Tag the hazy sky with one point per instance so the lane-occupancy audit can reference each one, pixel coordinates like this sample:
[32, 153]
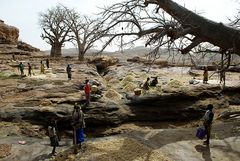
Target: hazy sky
[24, 13]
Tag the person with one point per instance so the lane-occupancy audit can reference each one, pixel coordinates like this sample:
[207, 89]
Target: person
[52, 132]
[69, 71]
[21, 68]
[47, 63]
[29, 70]
[154, 82]
[42, 70]
[13, 57]
[207, 122]
[205, 75]
[78, 124]
[87, 90]
[146, 84]
[222, 76]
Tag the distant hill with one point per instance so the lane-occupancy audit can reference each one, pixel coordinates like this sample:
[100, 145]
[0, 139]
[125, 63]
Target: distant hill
[137, 50]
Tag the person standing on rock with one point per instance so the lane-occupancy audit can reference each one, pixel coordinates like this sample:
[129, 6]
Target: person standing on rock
[205, 75]
[146, 84]
[69, 72]
[21, 68]
[52, 132]
[47, 63]
[42, 69]
[78, 124]
[207, 122]
[29, 70]
[87, 90]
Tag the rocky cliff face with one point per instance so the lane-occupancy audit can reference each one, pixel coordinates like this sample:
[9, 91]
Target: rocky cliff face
[8, 34]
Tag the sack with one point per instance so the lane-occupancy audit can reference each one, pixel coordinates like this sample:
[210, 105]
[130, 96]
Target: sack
[201, 132]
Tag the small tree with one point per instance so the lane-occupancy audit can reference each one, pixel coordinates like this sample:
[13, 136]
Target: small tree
[85, 31]
[55, 30]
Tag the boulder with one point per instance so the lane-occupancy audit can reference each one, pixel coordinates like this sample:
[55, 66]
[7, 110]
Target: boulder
[8, 34]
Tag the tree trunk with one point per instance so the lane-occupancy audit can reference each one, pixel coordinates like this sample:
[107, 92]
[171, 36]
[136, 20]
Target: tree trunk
[205, 30]
[56, 50]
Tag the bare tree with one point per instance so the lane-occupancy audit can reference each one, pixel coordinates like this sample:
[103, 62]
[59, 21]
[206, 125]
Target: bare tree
[86, 31]
[179, 28]
[55, 30]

★ ★ ★ ★ ★ ★ ★

## WORK ITEM
Would you repeat the material exactly, keeping out any pictures?

## SOLUTION TO THIS EXERCISE
Tag the hazy sky with one point per instance so the lane-occupancy audit can reference each one, pixel coordinates like this sample:
[32, 153]
Target: hazy sky
[24, 13]
Tag the person with one point per instance so the lane-occupancy audit can reference each one, pixel coordinates like this sample:
[207, 89]
Target: person
[52, 132]
[69, 71]
[21, 68]
[47, 63]
[29, 70]
[154, 82]
[42, 70]
[13, 57]
[207, 122]
[205, 75]
[78, 124]
[87, 90]
[146, 84]
[222, 76]
Tag the distant hill with one point per instance so the lane-occupancy audit can reference each one, pixel coordinates like this sample:
[100, 145]
[0, 139]
[125, 63]
Target: distant hill
[137, 50]
Tag the person standing on rock with one point per instance so the lane-occupancy audit can reference each one, pixel coordinates like this sample:
[129, 6]
Target: person standing on rock
[205, 75]
[146, 84]
[69, 72]
[21, 68]
[52, 132]
[47, 63]
[42, 69]
[78, 124]
[207, 122]
[29, 70]
[87, 90]
Tag the rocky cliff face with one point per instance so the lane-occupancy audit can reference each one, pixel coordinates like this sample:
[9, 91]
Target: rocky cliff face
[8, 34]
Tag the sack with one point per instance so the lane-occupancy audit can reference each one, pixel coordinates like this sample:
[210, 105]
[130, 96]
Target: sack
[201, 132]
Tag the small tree with one point per instance so the lane-occupancy audit can reference each one, pixel coordinates like this sample:
[13, 136]
Target: small tree
[85, 31]
[55, 30]
Tag the boulder with one point per instance so the lane-occupancy audit can reference each one, pixel coordinates like this sample:
[55, 66]
[7, 110]
Target: boulder
[8, 34]
Tag the tree trunk with one point per instance so the lane-occupancy audit can reference each one, pixel coordinates like this sample:
[107, 92]
[171, 36]
[136, 20]
Target: tree trunk
[205, 30]
[56, 50]
Tag the bare tree with one point per instance so the lane-occupancy audit can reference each one, pixel coordinates like this sample:
[103, 62]
[59, 21]
[206, 125]
Target: bare tree
[86, 31]
[179, 28]
[55, 30]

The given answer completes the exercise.